* _Exercise requirements_
(1) Name every political party mentioned in the article on Bangladesh's war crimes law.
(2) Copy out the stretch of the Bangladesh war crimes article from "The life sentence" through "stunned many Bangladeshis.", substituting "shocked" for "stunned".
(3) Carry on the article about Bangladesh's war crimes law from the point where it stops.

Bangladesh amends war crimes law, mulls banning Islamists

A boy waves a Bangladesh national flag as he chants a slogan before a mass funeral as the body of Rajib Haider, an architect and blogger who was a key figure in organising demonstrations, arrives at Shahbagh intersection in Dhaka February 16, 2013. More than 100,000 Bangladeshi protesters, angered by the killing of one of their leaders, poured back onto the streets of the capital on Saturday to demand the death penalty for those found guilty of war crimes in the 1971 independence conflict. REUTERS/Andrew Biraj   
Bangladesh's parliament, meeting demands of protesters thronging the capital, amended a law on Sunday allowing the state to appeal any verdict in war crimes trials it deems inadequate and out of step with public opinion. Tens of thousands of demonstrators jamming central Shahbag Square for the 13th day burst into cheers amid driving rain as the assembly approved the changes.
The protesters have been demanding the death penalty for war crimes after a tribunal this month sentenced a prominent Islamist to life in prison in connection with Bangladesh's 1971 war of independence from Pakistan.
The life sentence pronounced on Abdul Quader Mollah, assistant Secretary General of the Jamaat-e-Islami party, for murder, rape and torture had stunned many Bangladeshis.
The amendment will "empower the tribunals to try and punish any organizations, including Jamaat-e-Islami, for committing crimes during country's liberation war in 1971", Law Minister Shafique Ahmed said after the change was approved.
Lawyers said the amendment sets a timetable for the government to appeal against Mollah's sentence and secure a retrial. The previous law did not allow state prosecutors to call for a retrial except in the case of acquittals.
Adoption was quick -- less than a week after the amendment was approved by the cabinet in the overwhelmingly Muslim country of 150 million.
OPPOSITION BOYCOTTS PARLIAMENT
Opposition benches were empty as the Bangladesh Nationalist Party (the BNP) of former premier Begum Khaleda Zia and its allies have been boycotting sessions almost since her arch rival, Sheikh Hasina, leader of the Awami League, took office in 2009.
On Sunday, BNP leaders and activists held a rally outside the party's central office in the capital, calling for the next parliamentary election in January 2014 to be held under a non-party caretaker administration.
"The government is trying to use the protests over the war crime trials to divert attention from critical national issues such as our demand for election under a caretaker authority to ensure a clean and unbiased vote," BNP's acting Secretary-General, Mirza Fakhrul Islam Alamgir, told the rally.

* _Records_

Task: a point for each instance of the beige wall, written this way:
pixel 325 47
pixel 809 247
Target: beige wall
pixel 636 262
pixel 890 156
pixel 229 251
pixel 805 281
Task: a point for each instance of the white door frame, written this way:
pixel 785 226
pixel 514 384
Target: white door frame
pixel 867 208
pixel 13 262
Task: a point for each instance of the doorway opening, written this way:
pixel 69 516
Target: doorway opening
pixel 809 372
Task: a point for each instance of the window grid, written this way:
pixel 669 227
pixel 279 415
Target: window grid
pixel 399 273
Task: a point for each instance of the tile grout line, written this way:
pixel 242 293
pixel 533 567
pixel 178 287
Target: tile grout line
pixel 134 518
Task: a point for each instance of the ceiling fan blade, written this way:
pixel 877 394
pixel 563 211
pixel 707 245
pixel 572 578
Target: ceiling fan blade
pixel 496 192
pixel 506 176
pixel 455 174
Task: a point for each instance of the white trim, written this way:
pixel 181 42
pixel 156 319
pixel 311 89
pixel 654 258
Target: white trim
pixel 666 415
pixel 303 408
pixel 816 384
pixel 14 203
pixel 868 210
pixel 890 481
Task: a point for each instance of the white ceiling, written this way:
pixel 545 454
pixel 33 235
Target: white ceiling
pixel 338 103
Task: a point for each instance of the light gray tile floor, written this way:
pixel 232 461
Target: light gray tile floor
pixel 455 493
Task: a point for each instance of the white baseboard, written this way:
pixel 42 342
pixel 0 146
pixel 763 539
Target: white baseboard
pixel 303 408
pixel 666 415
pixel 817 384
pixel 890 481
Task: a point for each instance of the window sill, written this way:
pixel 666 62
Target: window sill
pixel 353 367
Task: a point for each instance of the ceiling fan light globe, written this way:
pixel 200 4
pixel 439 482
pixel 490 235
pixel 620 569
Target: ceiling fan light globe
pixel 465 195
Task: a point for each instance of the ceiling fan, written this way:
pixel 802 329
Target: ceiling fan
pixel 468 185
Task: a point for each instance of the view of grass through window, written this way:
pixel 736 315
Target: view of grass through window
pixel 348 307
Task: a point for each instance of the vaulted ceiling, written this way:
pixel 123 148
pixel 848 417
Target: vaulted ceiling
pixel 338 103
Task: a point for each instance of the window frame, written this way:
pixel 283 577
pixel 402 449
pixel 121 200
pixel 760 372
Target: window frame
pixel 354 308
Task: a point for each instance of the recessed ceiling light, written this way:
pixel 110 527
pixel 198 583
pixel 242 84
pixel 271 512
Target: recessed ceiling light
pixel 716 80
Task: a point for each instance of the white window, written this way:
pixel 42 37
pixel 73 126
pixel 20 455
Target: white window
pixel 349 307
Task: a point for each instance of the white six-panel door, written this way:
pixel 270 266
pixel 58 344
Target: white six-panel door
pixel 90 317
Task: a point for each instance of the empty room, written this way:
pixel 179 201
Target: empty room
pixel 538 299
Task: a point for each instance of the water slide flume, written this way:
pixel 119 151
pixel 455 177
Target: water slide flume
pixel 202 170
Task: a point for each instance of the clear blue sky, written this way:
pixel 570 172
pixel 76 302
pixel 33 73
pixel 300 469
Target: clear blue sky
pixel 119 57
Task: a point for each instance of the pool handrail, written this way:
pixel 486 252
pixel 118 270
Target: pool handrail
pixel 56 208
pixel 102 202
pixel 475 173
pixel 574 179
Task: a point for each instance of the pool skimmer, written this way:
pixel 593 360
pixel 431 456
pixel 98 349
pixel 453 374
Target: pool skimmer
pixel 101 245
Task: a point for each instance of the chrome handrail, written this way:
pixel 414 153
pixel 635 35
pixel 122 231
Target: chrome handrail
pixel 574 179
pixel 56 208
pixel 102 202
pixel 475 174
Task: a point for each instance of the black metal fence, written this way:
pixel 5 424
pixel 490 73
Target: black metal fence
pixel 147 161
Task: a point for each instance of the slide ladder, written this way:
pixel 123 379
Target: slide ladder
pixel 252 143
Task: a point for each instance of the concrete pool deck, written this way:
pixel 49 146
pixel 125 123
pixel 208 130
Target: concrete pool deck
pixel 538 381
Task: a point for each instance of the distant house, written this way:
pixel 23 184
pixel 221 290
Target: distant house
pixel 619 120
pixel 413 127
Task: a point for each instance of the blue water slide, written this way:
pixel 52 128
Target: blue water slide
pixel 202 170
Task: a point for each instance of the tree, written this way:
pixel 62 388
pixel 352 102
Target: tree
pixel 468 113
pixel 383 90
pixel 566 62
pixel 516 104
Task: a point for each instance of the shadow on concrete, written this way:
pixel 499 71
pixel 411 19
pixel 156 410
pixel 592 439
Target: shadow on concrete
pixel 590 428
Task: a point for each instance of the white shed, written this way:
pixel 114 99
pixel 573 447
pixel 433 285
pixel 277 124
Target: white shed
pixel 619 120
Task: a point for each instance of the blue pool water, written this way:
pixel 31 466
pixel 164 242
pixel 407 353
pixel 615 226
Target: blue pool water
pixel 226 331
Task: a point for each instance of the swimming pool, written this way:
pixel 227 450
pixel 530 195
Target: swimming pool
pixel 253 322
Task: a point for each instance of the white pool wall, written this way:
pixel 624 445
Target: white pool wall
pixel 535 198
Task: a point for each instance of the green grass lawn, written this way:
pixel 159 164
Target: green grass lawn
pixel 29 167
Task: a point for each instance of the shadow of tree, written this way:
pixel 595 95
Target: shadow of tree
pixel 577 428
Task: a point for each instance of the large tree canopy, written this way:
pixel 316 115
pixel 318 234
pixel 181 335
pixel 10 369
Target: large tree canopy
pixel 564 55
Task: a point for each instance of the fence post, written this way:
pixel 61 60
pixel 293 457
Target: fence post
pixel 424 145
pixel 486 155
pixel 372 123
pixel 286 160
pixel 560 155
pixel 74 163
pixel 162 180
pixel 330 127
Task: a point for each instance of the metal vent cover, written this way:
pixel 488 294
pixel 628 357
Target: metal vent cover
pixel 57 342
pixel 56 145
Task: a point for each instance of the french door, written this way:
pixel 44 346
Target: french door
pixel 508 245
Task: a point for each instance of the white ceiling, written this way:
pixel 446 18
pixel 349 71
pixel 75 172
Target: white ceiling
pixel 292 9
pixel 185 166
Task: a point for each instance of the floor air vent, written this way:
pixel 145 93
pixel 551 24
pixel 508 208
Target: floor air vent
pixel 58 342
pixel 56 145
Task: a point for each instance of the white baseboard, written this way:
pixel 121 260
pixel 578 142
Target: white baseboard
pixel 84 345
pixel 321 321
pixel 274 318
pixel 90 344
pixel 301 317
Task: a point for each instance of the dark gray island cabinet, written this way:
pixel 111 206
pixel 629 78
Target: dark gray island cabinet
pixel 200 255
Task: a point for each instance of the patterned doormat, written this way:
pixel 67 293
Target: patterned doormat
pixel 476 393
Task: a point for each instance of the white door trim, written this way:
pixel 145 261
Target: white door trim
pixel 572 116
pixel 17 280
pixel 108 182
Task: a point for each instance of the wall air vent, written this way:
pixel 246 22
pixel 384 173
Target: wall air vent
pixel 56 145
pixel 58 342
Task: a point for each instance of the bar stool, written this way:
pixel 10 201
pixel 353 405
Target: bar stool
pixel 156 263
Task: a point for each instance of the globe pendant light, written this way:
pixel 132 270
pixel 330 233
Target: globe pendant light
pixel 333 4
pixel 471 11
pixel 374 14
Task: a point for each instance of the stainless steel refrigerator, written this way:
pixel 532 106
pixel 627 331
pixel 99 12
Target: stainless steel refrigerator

* _Per-task answers_
(1) Jamaat-e-Islami, the Bangladesh Nationalist Party (BNP), and the Awami League.

(2)
The life sentence pronounced on Abdul Quader Mollah, assistant Secretary General of the Jamaat-e-Islami party, for murder, rape and torture had shocked many Bangladeshis.

(3)
Other BNP leaders urged the demonstrators at Shahbag to speak out against "corruption, politicization of the administration ahead of the polls and tampering the judiciary to persecute rivals."
Hasina and Khaleda have rotated as prime minister of the south Asian country since 1991 and their unending enmity has earned them a reputation as the "Battling Begums."
The two are likely to face off again in the next polls, party officials said.
The BNP also accuses the prime minister of using the war crimes tribunal as a weapon against her opponents. Hasina denies the accusation.
In its first verdict last month, the tribunal sentenced a former Jamaat leader, Abul Kamal Azad, also an Islamic preacher, to death in absentia for killing, murder and torture.
Eight other Jamaat leaders, including its current and former chiefs, are being tried by the war crimes court that Hasina set up in 2010 to investigate abuses during the 1971 conflict. Three million people were killed and thousands of women were raped.
The government is facing growing pressure from the protesters to ban Jamaat-e-Islami, the country's largest Islamist party, and groups linked to it.
Law minister Shafique Ahmed told reporters the government was considering such a ban.
Jamaat activists have called a country-wide strike for Monday, but demonstrators and many shopkeepers have pledged to resist any attempt to enforce such a stoppage.
The authorities deployed paramilitary soldiers in the capital on Sunday evening trying to prevent violence during and ahead of the strike.
Bangladesh became part of Pakistan at the end of British rule in 1947 but broke away in 1971 after a war between Bangladeshi nationalists, backed by India, and Pakistani forces.
Some factions in what was then East Pakistan opposed the break with Pakistan. Jamaat denies accusations that it opposed independence and helped the Pakistani army.